■ **ABOUT THIS TASK**
Copy each line of the records that contains the word "wall".

■ **RECORDS SUPPLIED**
↓
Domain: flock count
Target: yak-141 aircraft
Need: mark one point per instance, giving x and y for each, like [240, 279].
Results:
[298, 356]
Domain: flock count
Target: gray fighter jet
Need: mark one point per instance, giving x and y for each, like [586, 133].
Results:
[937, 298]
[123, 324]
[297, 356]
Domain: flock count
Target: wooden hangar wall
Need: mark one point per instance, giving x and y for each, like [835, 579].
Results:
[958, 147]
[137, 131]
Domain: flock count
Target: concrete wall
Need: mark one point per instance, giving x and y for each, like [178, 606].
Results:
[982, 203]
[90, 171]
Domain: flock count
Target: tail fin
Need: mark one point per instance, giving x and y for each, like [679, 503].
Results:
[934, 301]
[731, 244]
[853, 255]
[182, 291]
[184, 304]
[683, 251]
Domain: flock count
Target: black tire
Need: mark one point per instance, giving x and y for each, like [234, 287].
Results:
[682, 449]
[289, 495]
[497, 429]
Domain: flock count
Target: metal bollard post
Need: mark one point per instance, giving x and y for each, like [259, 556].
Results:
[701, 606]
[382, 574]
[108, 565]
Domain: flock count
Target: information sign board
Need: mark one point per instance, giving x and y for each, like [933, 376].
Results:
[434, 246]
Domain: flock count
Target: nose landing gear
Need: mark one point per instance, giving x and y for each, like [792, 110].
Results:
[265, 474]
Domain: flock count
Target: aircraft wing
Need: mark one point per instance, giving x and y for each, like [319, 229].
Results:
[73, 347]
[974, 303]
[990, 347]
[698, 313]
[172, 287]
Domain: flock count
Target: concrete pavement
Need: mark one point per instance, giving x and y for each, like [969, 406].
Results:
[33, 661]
↑
■ **EXPECTED ANSWER**
Target: wooden hangar wall
Target: concrete wall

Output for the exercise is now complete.